Add 102 to every coordinate in the answers in the stretch from the line containing "Where can you see the wooden table" through the line containing "[[50, 521]]". Write out all of those lines with the new coordinates, requests included.

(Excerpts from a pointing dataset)
--- begin ---

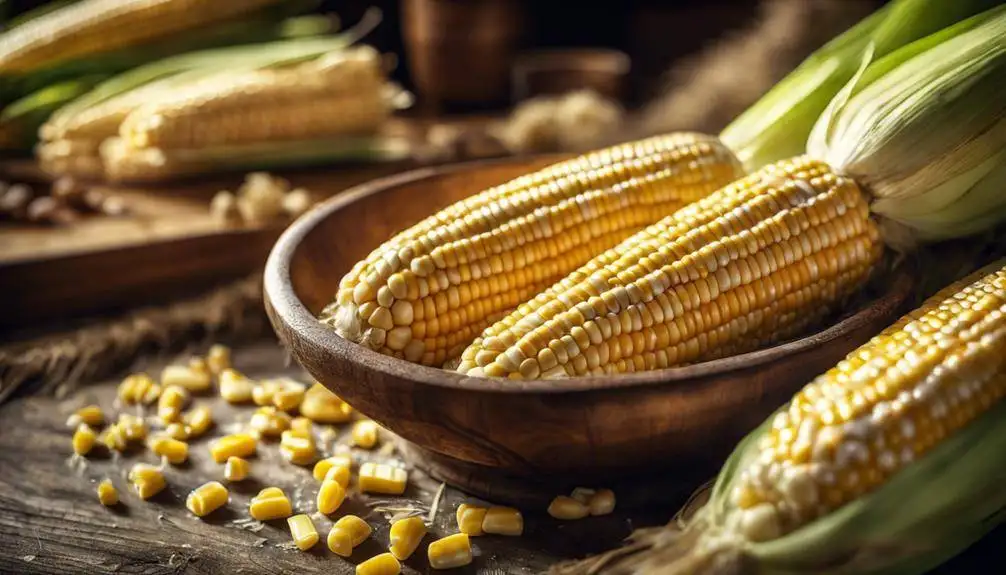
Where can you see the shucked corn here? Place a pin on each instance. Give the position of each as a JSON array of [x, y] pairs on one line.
[[427, 293], [758, 261]]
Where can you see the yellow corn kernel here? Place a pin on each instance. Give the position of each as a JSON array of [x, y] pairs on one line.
[[139, 388], [206, 499], [323, 466], [270, 504], [302, 425], [177, 430], [192, 378], [383, 564], [134, 428], [382, 478], [303, 531], [171, 403], [148, 481], [84, 439], [450, 552], [347, 533], [236, 445], [297, 448], [199, 419], [323, 406], [405, 536], [107, 493], [114, 438], [330, 496], [288, 395], [235, 469], [234, 387], [173, 450], [566, 509], [603, 503], [90, 414], [503, 521], [263, 393], [365, 434], [218, 359], [268, 421], [470, 519]]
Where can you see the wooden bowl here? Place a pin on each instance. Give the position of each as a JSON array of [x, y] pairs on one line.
[[592, 427]]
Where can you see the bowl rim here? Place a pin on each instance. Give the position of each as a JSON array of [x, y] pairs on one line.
[[281, 297]]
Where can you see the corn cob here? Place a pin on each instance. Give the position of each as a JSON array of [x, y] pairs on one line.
[[340, 93], [752, 263], [889, 462], [94, 26], [428, 292]]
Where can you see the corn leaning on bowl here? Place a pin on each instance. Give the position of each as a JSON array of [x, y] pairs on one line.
[[427, 293], [752, 263]]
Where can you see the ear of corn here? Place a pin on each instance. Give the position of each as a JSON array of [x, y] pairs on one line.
[[890, 462], [777, 127], [757, 261], [94, 26], [428, 292]]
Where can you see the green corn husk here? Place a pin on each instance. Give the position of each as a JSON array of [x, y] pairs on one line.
[[778, 125], [924, 130]]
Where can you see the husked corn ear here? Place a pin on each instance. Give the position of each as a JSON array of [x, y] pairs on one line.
[[293, 103], [886, 405], [427, 293], [756, 262], [95, 26]]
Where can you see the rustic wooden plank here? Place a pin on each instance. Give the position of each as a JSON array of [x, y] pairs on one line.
[[51, 523]]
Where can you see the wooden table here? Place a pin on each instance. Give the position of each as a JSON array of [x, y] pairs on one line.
[[50, 521]]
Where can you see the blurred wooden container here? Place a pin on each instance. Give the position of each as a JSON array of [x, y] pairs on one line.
[[460, 51], [557, 71]]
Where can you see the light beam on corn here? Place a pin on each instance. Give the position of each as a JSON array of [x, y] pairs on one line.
[[428, 292], [768, 256]]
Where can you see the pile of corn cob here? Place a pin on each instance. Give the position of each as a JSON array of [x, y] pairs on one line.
[[890, 462]]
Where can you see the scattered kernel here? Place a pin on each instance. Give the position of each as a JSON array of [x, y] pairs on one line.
[[323, 406], [90, 414], [365, 434], [347, 533], [383, 564], [303, 531], [199, 419], [206, 499], [218, 359], [107, 493], [297, 448], [450, 552], [195, 379], [503, 521], [330, 496], [234, 387], [173, 400], [236, 445], [173, 450], [405, 536], [270, 504], [84, 439], [382, 478], [566, 509], [236, 468], [148, 481], [470, 519], [323, 466]]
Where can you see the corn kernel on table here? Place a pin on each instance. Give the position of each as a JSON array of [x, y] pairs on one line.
[[51, 520]]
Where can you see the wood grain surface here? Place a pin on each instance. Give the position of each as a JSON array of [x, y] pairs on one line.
[[51, 523]]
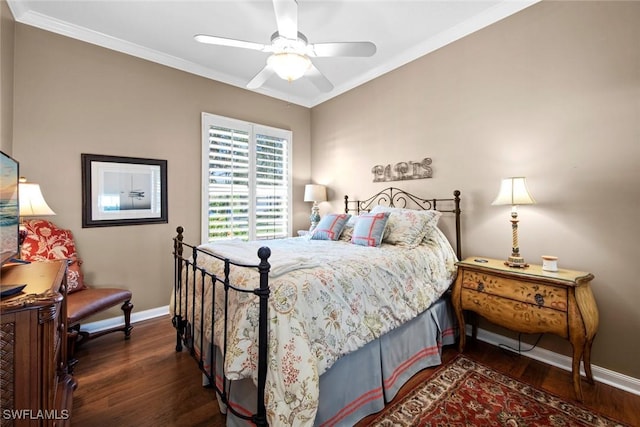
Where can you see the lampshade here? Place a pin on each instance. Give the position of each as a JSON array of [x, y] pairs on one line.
[[31, 201], [315, 193], [288, 65], [513, 191]]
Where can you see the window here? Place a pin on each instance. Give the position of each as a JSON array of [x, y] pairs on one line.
[[246, 180]]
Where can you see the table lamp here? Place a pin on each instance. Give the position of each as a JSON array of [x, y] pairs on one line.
[[31, 203], [514, 192], [315, 193]]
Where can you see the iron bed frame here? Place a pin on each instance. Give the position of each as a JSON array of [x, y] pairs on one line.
[[187, 271]]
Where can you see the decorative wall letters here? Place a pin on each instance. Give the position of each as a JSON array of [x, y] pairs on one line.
[[402, 171]]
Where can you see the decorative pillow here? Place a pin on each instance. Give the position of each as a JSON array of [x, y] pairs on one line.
[[45, 242], [347, 231], [330, 227], [407, 227], [369, 229]]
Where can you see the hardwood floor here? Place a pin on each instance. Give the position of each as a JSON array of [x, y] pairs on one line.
[[144, 382]]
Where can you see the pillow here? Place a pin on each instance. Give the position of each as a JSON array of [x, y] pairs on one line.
[[369, 229], [407, 227], [45, 242], [347, 231], [330, 227]]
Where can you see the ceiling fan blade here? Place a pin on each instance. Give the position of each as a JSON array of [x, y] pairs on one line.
[[318, 79], [287, 18], [342, 49], [222, 41], [260, 78]]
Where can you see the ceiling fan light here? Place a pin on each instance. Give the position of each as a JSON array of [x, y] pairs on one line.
[[289, 66]]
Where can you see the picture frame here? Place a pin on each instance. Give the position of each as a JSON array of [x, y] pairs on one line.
[[123, 191]]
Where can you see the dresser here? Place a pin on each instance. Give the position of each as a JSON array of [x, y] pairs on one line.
[[36, 387], [530, 300]]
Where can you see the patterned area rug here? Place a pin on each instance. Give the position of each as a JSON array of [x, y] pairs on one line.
[[467, 393]]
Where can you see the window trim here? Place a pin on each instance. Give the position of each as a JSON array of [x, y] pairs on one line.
[[208, 120]]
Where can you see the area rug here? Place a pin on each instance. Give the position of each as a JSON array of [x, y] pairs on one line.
[[467, 393]]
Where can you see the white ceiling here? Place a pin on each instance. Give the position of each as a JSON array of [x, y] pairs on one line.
[[162, 31]]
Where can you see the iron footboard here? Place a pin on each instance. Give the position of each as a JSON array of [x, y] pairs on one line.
[[188, 275]]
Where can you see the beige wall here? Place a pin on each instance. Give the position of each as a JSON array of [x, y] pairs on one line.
[[73, 97], [551, 93], [7, 25]]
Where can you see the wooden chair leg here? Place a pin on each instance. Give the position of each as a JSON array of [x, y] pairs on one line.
[[72, 338], [126, 308]]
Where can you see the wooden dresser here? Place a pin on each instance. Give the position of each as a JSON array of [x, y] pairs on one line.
[[36, 387], [530, 300]]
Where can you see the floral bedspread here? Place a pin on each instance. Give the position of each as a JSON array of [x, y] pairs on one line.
[[328, 298]]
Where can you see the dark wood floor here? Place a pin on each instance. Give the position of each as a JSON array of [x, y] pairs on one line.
[[144, 382]]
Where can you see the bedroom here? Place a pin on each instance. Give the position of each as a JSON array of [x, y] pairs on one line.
[[550, 93]]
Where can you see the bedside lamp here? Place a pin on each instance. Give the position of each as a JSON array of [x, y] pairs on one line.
[[514, 192], [315, 193], [31, 203]]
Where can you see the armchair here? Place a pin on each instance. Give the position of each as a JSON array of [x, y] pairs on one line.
[[45, 241]]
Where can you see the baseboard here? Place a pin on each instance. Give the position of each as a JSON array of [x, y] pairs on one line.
[[606, 376], [136, 316], [603, 375]]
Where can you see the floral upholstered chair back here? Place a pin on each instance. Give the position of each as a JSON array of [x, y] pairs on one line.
[[45, 242]]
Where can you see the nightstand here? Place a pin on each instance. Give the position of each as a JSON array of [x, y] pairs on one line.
[[530, 300]]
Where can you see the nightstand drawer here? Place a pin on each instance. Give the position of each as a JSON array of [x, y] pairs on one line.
[[516, 315], [536, 294]]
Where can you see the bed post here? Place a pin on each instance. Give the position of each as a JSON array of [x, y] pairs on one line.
[[177, 255], [456, 197], [260, 418]]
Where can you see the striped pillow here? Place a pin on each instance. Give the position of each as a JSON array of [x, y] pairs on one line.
[[330, 227], [369, 229]]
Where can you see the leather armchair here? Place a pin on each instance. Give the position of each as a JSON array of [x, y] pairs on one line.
[[45, 241]]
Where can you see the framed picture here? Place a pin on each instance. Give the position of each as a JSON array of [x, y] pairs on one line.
[[123, 191]]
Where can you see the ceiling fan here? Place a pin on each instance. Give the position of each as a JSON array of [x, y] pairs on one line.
[[290, 50]]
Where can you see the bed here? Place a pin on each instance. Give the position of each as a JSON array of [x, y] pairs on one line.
[[318, 330]]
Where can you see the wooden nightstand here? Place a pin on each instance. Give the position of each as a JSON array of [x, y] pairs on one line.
[[530, 300]]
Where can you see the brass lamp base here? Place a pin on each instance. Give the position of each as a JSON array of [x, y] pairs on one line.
[[516, 261]]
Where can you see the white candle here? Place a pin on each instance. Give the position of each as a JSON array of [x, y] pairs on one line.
[[549, 263]]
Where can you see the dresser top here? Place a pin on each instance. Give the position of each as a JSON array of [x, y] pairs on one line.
[[42, 280], [533, 271]]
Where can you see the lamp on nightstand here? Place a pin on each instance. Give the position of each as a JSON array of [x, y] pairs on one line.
[[31, 203], [514, 192], [315, 193]]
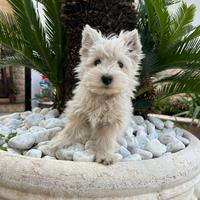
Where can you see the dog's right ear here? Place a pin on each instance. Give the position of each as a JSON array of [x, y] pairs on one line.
[[89, 36]]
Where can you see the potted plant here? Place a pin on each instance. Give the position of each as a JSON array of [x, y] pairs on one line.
[[13, 92]]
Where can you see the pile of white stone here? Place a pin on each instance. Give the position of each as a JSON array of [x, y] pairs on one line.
[[28, 133]]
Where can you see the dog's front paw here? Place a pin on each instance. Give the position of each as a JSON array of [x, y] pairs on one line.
[[106, 158]]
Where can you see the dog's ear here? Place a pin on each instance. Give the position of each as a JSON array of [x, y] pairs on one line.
[[132, 41], [89, 36]]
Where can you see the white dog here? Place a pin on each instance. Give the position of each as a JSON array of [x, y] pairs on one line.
[[101, 107]]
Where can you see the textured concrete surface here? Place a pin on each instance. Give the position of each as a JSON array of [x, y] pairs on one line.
[[174, 176]]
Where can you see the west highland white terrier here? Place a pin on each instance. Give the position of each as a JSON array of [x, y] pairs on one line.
[[101, 108]]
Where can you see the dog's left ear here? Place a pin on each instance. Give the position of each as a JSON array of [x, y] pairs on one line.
[[132, 41], [89, 36]]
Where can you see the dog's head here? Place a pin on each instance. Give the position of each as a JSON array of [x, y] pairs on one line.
[[109, 65]]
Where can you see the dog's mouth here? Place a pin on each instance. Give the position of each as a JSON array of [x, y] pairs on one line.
[[104, 90]]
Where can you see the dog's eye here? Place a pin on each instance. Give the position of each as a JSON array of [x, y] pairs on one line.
[[97, 62], [121, 65]]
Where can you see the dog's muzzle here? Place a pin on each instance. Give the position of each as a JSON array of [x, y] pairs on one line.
[[107, 79]]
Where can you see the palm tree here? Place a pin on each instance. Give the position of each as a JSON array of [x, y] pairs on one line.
[[169, 42], [53, 49], [35, 45]]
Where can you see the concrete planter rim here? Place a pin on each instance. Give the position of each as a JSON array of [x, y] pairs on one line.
[[22, 176]]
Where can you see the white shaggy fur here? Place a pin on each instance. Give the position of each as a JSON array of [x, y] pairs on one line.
[[98, 111]]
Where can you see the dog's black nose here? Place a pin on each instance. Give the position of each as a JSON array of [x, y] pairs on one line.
[[107, 79]]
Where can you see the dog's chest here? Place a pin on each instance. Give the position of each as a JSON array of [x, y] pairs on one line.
[[102, 112]]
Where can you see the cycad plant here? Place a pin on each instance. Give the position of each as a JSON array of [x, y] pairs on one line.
[[36, 45], [52, 49], [169, 42]]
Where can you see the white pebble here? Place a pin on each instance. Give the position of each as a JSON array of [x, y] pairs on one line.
[[129, 131], [185, 141], [44, 111], [13, 151], [86, 156], [144, 154], [169, 124], [22, 142], [169, 131], [150, 127], [153, 135], [36, 110], [122, 141], [142, 141], [33, 120], [119, 156], [166, 138], [34, 153], [156, 148], [138, 119], [157, 122], [25, 114], [179, 131]]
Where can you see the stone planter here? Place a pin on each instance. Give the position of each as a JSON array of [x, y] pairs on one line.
[[173, 176]]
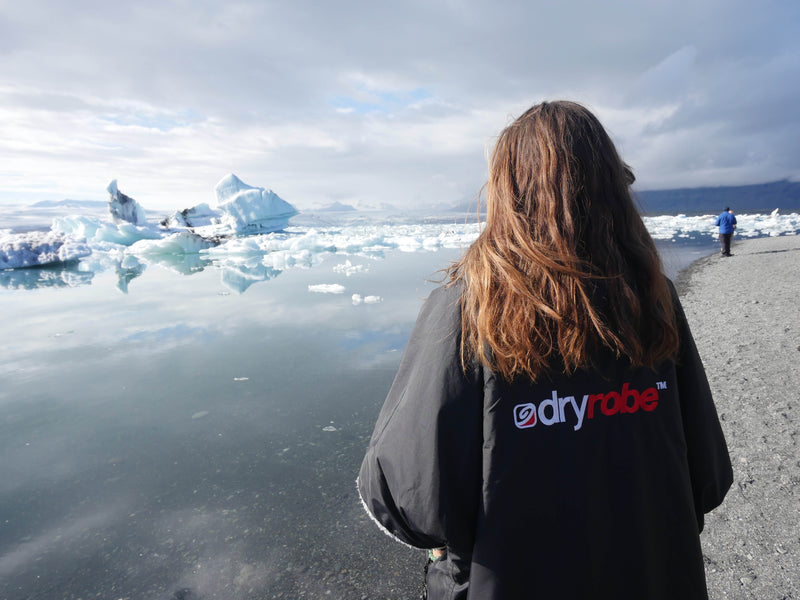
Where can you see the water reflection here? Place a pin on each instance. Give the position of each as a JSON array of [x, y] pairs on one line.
[[62, 276]]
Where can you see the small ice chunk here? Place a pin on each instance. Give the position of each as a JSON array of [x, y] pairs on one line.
[[327, 288], [349, 268]]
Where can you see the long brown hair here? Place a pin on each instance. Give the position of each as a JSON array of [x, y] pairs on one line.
[[564, 266]]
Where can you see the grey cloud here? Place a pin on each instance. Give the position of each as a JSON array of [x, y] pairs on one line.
[[231, 76]]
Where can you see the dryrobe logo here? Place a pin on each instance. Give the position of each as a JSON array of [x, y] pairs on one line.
[[562, 409]]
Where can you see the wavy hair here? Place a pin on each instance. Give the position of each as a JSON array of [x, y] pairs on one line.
[[564, 266]]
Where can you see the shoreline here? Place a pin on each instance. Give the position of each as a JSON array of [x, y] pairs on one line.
[[745, 317]]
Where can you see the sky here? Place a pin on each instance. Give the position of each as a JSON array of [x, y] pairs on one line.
[[369, 103]]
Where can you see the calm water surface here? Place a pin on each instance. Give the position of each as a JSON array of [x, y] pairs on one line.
[[180, 441]]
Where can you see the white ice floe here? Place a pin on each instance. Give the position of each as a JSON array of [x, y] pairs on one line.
[[327, 288], [349, 268], [182, 242], [97, 231], [40, 248]]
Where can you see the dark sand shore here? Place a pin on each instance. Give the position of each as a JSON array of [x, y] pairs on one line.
[[745, 316]]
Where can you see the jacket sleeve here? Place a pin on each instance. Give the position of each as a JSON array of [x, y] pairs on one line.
[[709, 463], [421, 477]]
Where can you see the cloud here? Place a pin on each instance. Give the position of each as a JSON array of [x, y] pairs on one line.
[[369, 103]]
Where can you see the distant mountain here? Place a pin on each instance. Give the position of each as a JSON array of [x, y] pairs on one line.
[[763, 197]]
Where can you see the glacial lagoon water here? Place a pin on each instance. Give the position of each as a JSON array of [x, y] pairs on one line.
[[170, 432]]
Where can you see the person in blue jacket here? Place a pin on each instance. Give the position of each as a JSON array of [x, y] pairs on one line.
[[550, 432], [726, 222]]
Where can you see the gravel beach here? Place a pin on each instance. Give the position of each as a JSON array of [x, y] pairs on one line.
[[745, 317]]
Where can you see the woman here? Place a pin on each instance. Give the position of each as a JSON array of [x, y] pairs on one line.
[[551, 426]]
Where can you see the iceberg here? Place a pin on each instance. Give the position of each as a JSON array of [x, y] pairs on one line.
[[240, 209], [201, 215], [37, 248], [124, 208]]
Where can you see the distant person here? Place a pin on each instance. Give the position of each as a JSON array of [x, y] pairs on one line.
[[550, 431], [726, 222]]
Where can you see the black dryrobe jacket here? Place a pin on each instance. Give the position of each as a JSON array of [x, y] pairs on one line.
[[592, 485]]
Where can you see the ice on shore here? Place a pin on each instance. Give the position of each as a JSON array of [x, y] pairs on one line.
[[40, 248]]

--- end ---

- [Result for this task]:
Where can you see the wooden table here? Place a pin on each instance. Give the position of each as a JSON array of [x, y] pairs on one line.
[[152, 623]]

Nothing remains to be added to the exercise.